NORWAY

Are we ready to ramp up global mobility post COVID-19?
In April 1999, Norway became one of the first countries to join the Lisbon recognition convention for higher education in Europe. The adoption of the Lisbon Convention two years earlier became the starting point for a new era in European student mobility and the germ of the Bologna process, which has led to stronger cooperation in higher education and recognition in Europe.Over the 20 years that have passed since Norway’s ratification, another 46 countries have ratified the Lisbon Convention. We are now taking a big leap forward to enhance global education cooperation beyond Europe. The Norwegian government’s approval of UNESCO’s new global recognition convention is an expression of Norway’s enduring commitment to the principles of fair, transparent and non-discriminatory recognition of foreign qualifications.
The main objective of the Global Convention is to give access to evaluation of foreign qualifications for recognition purposes, regardless of where you go.
This will have big consequences for millions of international students and wage earners all over the world. They will get increased legal protection and greater predictability with using their qualifications outside the country where they have studied. The work to achieve this has been important for NOKUT (the Norwegian Agency for Quality Assurance in Education) and Norway.

*Description of the task:* Continue the passage on Norway and the global recognition convention from its last sentence. The records that come next aren't needed for any of this work.

*Records:*
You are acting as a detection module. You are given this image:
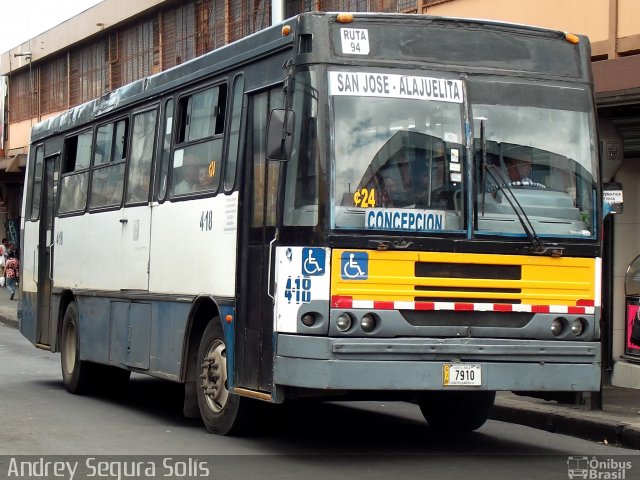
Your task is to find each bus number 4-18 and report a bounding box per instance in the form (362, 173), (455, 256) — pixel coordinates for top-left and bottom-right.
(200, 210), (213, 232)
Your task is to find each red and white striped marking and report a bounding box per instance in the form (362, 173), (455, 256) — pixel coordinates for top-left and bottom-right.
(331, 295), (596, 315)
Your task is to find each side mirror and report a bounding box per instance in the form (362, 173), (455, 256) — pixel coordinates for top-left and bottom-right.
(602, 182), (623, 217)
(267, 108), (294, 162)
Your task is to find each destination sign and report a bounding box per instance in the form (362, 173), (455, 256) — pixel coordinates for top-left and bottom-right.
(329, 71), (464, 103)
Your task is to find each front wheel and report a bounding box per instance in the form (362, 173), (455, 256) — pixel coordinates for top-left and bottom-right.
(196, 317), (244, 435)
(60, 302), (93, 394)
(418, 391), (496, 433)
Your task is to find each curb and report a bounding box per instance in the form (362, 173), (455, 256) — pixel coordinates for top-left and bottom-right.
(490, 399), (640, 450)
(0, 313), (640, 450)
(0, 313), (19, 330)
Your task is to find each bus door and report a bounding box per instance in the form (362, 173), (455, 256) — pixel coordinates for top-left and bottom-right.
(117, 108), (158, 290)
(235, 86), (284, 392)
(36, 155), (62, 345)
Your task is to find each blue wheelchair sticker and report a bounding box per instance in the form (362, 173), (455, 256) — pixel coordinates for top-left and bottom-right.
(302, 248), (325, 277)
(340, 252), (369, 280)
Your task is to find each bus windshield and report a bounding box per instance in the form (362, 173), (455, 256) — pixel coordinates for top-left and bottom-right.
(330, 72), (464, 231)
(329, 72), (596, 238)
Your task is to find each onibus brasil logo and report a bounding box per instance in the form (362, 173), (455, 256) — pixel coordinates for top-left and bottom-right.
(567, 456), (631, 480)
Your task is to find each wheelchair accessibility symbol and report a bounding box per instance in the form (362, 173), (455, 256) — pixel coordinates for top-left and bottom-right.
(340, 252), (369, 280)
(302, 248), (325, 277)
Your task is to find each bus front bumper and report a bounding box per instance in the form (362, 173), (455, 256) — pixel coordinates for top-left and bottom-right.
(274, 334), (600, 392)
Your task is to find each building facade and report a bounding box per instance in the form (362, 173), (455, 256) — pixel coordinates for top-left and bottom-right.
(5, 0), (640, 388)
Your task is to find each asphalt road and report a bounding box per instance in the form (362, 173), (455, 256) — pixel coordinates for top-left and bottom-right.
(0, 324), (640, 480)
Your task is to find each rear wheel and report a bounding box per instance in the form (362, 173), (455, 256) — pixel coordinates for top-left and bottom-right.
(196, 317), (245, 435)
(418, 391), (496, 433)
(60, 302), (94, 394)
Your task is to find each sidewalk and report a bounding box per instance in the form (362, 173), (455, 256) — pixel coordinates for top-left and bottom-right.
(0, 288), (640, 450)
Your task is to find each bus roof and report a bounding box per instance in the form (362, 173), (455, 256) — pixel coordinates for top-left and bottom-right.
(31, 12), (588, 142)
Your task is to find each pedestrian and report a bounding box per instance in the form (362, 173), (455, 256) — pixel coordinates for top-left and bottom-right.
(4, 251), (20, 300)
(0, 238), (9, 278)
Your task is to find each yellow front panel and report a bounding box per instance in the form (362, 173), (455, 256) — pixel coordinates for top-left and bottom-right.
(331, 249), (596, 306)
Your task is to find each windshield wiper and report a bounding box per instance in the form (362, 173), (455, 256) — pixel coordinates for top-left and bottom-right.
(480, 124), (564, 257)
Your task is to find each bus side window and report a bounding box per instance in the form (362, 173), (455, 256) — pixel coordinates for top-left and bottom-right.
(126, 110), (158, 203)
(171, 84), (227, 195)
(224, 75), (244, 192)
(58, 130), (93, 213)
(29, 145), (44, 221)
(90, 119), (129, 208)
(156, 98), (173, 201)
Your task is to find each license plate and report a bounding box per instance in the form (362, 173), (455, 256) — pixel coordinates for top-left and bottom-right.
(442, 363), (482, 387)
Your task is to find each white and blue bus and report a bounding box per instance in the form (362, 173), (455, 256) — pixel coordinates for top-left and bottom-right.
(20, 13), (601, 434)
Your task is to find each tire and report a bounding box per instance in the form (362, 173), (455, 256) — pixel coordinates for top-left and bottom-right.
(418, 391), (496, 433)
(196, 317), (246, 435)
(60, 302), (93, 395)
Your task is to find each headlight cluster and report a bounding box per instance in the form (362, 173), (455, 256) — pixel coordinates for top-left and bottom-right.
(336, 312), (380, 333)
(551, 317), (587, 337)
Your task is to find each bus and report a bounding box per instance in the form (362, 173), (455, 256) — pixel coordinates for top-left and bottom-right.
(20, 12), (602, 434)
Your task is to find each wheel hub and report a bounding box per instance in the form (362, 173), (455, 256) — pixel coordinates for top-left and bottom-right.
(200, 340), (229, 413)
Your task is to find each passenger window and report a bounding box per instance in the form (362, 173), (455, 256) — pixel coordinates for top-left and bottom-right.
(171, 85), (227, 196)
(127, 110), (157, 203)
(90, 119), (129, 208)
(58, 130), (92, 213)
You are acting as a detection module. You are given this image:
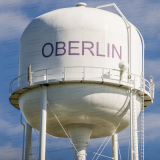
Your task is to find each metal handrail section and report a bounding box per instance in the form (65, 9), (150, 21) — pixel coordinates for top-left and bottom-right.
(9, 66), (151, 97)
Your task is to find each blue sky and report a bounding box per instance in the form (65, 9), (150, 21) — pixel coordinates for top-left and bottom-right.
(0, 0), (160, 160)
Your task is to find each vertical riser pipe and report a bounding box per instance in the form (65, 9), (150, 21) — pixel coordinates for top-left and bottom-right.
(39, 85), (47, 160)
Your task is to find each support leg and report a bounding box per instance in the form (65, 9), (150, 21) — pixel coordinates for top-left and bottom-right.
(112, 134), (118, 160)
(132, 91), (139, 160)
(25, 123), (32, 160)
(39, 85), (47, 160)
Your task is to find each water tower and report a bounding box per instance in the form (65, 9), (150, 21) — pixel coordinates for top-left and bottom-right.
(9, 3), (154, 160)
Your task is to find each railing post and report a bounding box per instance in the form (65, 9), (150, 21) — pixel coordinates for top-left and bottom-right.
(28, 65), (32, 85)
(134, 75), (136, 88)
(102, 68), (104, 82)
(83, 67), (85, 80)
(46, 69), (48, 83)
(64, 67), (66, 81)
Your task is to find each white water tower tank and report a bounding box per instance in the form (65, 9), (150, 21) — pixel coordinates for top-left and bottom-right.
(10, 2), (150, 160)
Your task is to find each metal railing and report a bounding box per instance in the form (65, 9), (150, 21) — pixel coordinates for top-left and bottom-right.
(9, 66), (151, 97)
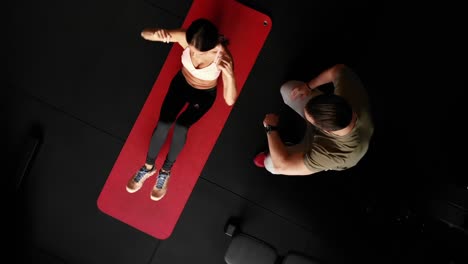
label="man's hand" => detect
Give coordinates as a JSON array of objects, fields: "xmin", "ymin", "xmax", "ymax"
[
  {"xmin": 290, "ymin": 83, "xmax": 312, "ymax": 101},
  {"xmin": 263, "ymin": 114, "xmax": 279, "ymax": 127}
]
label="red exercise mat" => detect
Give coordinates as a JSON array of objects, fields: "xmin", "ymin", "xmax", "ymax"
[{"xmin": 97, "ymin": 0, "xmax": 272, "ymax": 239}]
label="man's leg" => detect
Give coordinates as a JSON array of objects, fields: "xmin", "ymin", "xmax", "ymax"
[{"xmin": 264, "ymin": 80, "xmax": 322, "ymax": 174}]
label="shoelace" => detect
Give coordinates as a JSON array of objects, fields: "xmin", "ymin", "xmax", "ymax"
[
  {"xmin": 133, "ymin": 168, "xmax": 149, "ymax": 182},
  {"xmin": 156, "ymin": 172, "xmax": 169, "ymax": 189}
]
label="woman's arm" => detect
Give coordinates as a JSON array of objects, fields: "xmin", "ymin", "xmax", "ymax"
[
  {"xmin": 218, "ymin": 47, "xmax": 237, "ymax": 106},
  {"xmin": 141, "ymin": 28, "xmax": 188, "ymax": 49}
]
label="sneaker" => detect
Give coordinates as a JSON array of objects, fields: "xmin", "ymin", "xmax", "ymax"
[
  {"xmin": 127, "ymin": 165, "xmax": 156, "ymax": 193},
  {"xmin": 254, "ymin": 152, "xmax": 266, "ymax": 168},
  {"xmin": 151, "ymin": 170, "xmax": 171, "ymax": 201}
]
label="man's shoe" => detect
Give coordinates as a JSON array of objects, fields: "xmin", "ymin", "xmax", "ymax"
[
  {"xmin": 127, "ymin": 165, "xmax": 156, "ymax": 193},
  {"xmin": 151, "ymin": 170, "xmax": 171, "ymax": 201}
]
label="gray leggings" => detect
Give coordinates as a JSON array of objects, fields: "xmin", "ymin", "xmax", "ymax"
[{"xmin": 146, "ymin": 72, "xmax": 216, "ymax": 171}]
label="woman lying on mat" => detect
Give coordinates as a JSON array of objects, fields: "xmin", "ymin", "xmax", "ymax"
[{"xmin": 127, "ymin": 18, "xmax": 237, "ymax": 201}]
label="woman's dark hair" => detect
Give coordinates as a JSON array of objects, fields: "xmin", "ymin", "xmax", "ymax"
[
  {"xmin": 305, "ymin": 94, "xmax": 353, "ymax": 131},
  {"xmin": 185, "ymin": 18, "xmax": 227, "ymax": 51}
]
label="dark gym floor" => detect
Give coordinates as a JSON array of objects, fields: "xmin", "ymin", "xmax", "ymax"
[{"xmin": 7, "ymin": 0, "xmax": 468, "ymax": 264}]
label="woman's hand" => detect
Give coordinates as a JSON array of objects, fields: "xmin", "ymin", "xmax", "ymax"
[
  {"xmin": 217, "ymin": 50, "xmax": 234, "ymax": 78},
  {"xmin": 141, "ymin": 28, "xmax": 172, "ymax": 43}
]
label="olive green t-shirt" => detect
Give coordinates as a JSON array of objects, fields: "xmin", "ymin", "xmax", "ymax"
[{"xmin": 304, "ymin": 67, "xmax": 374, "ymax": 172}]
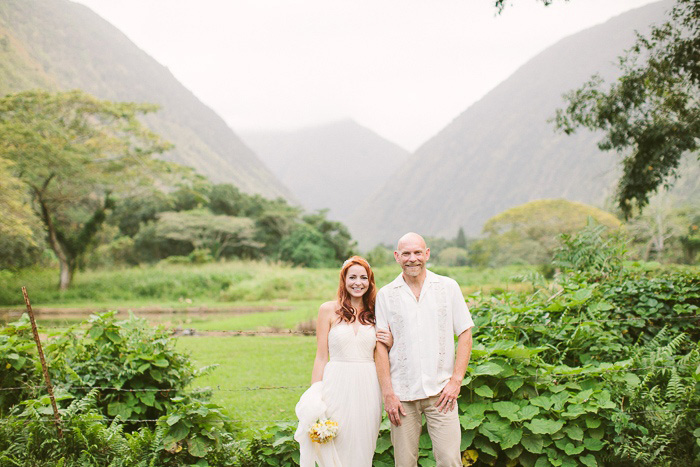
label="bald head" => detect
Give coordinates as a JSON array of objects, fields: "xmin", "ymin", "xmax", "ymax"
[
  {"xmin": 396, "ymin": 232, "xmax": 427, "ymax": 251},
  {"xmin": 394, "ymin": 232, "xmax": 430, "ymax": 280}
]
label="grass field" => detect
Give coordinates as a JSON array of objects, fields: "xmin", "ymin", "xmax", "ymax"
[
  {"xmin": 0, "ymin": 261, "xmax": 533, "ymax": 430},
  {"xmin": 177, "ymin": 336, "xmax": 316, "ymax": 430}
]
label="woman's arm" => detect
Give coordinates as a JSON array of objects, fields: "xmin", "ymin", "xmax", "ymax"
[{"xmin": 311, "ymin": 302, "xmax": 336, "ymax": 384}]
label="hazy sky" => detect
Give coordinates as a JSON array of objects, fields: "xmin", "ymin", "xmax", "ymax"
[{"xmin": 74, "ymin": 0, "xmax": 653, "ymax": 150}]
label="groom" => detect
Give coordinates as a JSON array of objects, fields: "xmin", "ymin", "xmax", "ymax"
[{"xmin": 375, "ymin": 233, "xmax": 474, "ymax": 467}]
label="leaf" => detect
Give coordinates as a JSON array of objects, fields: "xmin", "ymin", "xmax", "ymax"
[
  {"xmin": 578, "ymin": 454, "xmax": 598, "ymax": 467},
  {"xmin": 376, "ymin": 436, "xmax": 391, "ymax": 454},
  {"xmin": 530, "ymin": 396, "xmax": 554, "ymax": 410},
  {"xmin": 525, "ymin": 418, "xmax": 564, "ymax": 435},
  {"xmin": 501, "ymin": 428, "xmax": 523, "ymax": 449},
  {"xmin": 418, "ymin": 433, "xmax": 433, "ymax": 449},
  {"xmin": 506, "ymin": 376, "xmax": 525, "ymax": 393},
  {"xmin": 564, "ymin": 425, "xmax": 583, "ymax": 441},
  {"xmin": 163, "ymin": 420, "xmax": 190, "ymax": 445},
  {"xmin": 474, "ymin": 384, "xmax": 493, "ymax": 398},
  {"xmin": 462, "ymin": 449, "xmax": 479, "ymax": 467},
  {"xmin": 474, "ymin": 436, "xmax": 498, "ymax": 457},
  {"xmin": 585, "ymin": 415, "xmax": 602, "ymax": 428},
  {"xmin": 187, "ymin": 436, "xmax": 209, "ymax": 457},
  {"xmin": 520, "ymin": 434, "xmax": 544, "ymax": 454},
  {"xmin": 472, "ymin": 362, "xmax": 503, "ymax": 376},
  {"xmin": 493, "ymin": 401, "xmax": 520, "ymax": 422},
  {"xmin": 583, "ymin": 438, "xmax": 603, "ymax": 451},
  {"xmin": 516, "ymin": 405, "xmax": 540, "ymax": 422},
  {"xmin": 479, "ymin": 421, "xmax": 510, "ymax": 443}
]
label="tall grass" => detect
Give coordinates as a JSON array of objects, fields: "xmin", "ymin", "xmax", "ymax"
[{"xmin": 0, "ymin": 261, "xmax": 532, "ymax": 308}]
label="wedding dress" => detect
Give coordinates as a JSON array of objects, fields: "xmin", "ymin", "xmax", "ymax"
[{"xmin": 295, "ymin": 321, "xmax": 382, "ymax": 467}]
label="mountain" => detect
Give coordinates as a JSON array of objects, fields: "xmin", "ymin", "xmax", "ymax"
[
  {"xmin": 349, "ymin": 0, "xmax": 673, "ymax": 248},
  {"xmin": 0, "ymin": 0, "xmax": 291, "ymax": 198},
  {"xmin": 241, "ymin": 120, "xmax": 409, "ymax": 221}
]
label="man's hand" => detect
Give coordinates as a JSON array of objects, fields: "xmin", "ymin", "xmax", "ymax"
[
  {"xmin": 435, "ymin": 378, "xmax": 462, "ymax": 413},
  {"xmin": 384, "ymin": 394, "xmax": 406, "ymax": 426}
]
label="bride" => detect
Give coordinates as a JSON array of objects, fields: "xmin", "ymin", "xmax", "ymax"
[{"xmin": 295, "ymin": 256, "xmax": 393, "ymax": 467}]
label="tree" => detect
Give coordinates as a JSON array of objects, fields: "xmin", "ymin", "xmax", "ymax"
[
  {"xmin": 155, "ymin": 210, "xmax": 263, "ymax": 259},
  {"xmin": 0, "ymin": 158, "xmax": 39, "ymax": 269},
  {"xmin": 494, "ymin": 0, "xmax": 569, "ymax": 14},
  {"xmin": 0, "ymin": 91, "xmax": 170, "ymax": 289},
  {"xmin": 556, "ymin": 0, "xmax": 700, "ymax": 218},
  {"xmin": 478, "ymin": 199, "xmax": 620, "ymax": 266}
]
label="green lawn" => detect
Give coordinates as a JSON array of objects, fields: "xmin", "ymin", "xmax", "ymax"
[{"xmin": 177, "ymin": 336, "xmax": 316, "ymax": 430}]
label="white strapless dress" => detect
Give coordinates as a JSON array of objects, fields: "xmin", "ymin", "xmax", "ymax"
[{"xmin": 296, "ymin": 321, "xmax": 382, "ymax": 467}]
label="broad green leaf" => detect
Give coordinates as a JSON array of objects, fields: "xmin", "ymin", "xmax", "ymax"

*Your response:*
The reason we put so much work into global education cooperation is because international exposure and collaboration add valuable perspectives to study programmes and to students, enhancing the quality of their education in the broadest sense. International cooperation and international perspectives are essential for handling global societal challenges related to climate, technology, demography and democracy.
Mobility ambitions
In Norway, we have bold ambitions for student mobility. In the new Government white paper on student mobility published less than a month ago, the objective is to have more than half of all Norwegian students go abroad on exchange programmes. For those going abroad for full degrees, the ambition is to have more studying in Norway’s priority partners countries, and not necessarily in English-speaking countries.
That also means to a greater extent countries outside Europe and, in this sense, Norway is following the global trend towards more mobile students going to countries outside their home region.
Before the COVID-19 pandemic erupted, about half of the world’s six million mobile students found themselves outside their home continent. In Norway, this is reflected in more than half of all exchange students going to countries outside Europe, with the United States, Canada and Australia still attractive destination countries among both exchange and full-degree students.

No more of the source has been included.